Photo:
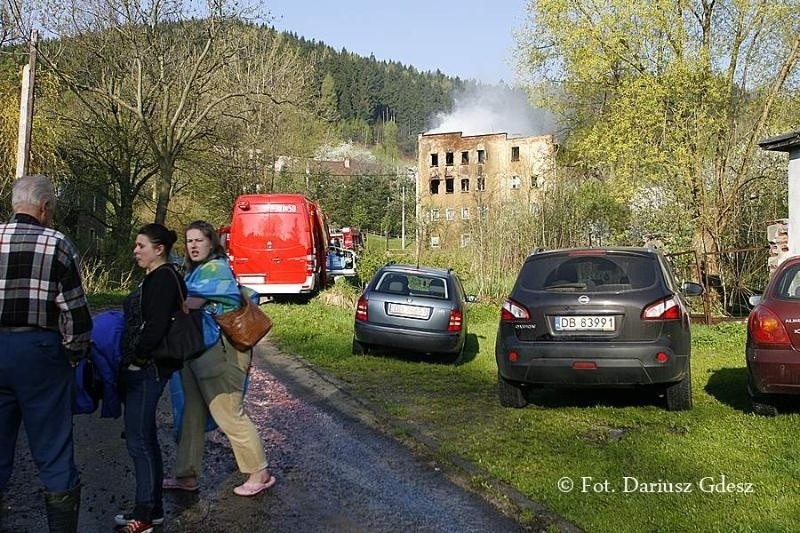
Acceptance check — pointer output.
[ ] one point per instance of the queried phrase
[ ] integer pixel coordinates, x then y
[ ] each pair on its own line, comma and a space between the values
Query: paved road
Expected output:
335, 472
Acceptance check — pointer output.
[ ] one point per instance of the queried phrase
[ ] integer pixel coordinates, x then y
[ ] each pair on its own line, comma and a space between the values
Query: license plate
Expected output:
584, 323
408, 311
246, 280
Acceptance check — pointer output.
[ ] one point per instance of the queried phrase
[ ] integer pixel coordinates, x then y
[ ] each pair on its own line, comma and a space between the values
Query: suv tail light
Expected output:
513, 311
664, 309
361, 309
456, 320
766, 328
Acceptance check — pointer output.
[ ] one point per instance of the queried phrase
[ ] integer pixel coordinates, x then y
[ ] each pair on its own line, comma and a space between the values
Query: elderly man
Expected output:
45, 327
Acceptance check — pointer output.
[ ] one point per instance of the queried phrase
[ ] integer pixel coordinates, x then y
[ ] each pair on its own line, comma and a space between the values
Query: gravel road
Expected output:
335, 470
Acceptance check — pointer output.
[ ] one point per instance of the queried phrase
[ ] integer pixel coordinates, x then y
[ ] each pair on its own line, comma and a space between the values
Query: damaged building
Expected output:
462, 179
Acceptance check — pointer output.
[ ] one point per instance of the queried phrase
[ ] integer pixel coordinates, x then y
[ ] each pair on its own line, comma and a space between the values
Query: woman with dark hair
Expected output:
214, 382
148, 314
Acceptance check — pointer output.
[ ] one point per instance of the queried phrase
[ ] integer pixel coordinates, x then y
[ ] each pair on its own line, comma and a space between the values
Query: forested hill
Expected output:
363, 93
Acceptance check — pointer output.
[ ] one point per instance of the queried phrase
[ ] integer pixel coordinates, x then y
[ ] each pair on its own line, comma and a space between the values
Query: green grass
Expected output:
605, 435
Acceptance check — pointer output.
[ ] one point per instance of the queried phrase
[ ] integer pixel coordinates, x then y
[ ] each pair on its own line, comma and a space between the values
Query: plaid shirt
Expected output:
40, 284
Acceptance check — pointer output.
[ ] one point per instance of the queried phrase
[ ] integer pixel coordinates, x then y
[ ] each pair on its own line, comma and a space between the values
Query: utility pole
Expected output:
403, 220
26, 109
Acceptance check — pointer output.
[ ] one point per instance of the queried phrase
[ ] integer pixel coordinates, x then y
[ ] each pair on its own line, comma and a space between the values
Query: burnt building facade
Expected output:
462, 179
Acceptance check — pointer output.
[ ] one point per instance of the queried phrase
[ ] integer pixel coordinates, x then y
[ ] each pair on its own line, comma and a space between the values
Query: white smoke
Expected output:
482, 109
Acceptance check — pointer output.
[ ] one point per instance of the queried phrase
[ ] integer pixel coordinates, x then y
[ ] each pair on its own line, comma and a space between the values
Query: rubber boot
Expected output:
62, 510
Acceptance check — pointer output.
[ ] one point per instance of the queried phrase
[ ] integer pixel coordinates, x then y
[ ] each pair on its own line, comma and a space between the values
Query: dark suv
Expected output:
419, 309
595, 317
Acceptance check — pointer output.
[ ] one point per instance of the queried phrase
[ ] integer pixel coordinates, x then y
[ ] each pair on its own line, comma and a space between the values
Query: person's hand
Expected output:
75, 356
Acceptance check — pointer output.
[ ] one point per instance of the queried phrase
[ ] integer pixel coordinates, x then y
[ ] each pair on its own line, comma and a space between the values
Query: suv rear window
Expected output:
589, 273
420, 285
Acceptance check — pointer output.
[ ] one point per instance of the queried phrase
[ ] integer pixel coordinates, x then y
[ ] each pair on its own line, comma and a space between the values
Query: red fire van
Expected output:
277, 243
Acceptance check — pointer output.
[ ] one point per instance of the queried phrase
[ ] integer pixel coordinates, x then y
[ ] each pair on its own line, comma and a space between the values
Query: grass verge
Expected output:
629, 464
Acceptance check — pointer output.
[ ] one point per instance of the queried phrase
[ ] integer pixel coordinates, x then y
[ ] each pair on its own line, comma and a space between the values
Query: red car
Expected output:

- **EXERCISE GOAL**: Quote the material word for word, dropping any images it holds.

- **RESPONSE TO THIS EXERCISE**:
Photo:
Acceptance check — pointer output.
[ ] one point per instance of the queried phrase
[ ] integer pixel coordinates, x then y
[ ] each pair on its own line, comma and a space between the values
Query: paved road
Expected output:
335, 472
Acceptance check — pointer output.
[ ] one point per instance of the queried phrase
[ ] integer pixel coordinates, x then y
[ ] each pair on its own line, comma and a space between the values
Query: license plate
Expected output:
584, 323
408, 311
246, 280
Acceptance check — pointer output.
[ ] one point per instance of the queried phrase
[ ] integer pixel coordinates, x then y
[ ] each pair on its own line, comma and a space between the values
Query: suv tail light
Expected output:
513, 311
664, 309
361, 309
456, 320
766, 328
Acceptance check — pointer output.
[ ] one point per instance of the queried phrase
[ ] integer pixel coordinates, x then y
[ ] each pair on its own line, comma and a space between the values
Query: elderly man
Expected output:
45, 327
Acceptance check — pointer output.
[ ] one point per instance of the queried phrase
[ ] integer pixel coordinates, x then y
[ ] each pair on its own line, comma and a space between the values
Query: gravel road
Expected output:
335, 470
Acceptance check — pointer output.
[ ] one point per instance of the queried phrase
[ ] integer pixel coordinates, x then y
[ ] each pair on its own line, comma and a space between the values
Query: damaged building
Expected output:
462, 179
Acceptance check — pointer output.
[ ] one point per instance of the queried phrase
[ ] integer pixel coordinates, x then y
[ ] each pair on its own line, comma and a space between the values
Query: woman with dark hair
Expected output:
214, 382
148, 314
Acceptance check — pointer output.
[ ] one point per instance of the queried phrase
[ ] integer pixel coordinates, x then y
[ ] each pair on its own line, comma and a space between the values
Query: forested hill
Expected output:
363, 93
Acceptance check — pointer output.
[ ] one point per instance of the queried phrase
[ ] integer pixel coordinates, x then y
[ ] each pair on its own line, comma and a space between the values
Query: green grass
Expected output:
605, 435
Acceptance check — pointer output.
[ ] one point per instance of the queried phrase
[ ] integer pixel coordinates, x then y
[ ] each pair on its own line, comma and a space between the values
Query: plaid shirt
Expected output:
40, 284
Acceptance check — pointer output.
[ ] one point per instance of the queried phrase
[ ] integer pixel coordinates, x then y
[ ] each pair on its own line, comma and a space between the values
Query: utility pole
Expected output:
403, 220
26, 109
Acceptance check — pointer output.
[ ] one point per instance of the queried phrase
[ ] integer pixel coordinates, x then y
[ ] each pair on its own line, comma and a space between the values
Query: burnt building facade
Expected output:
462, 179
Acceptance check — pointer output.
[ ] one point per instance of the queried phrase
[ ] integer pixel coordinates, x then y
[ ] each pair on its own line, comma and a space between the values
Query: white smoke
Expected output:
482, 109
Acceptance check — pointer output.
[ ] one point per instance of the queried phrase
[ ] integer pixel coordinates, x then y
[ ] each pair on its own line, comma and a space between the values
Query: rubber boot
Expected output:
62, 510
Acceptance check — pointer output.
[ ] one point per instance of the queried phrase
[ ] integer pixel coordinates, x then y
[ ] each pair on its own line, comma and a space between the values
Query: dark suv
Expected output:
419, 309
595, 317
Acceptance check — pointer output.
[ ] one point per instance of the queried phrase
[ ] integer pixel coordinates, x then y
[ ] each pair on its own line, comma and a space between the values
Query: person's hand
Expected output:
75, 356
Acceptance check — pointer output.
[ ] one point per instance of the queried phrase
[ ] integer pixel coordinates, x then y
[ ] each pair on its own line, comma and a space between the values
Query: suv rear window
Expected output:
589, 273
420, 285
Acceptance check — pointer output.
[ ] one point per instance of the queried phrase
[ ] integer pixel coordinates, x then y
[ ] each pair on its own line, comma and a space between the values
Query: red fire van
Expected output:
277, 243
Acceptance check — pointer output.
[ ] one point per instance of the queried phrase
[ ] integer pixel coordinates, x then y
[ ] each pair on its own line, comma and a space between the values
Query: grass verge
Expected output:
629, 464
Acceptance check — pointer output.
[ ] one point per instance of the queried phrase
[ ] integer pixel coordinates, x then y
[ ] each pair on its own line, comma and a space between the values
Query: red car
Expected output:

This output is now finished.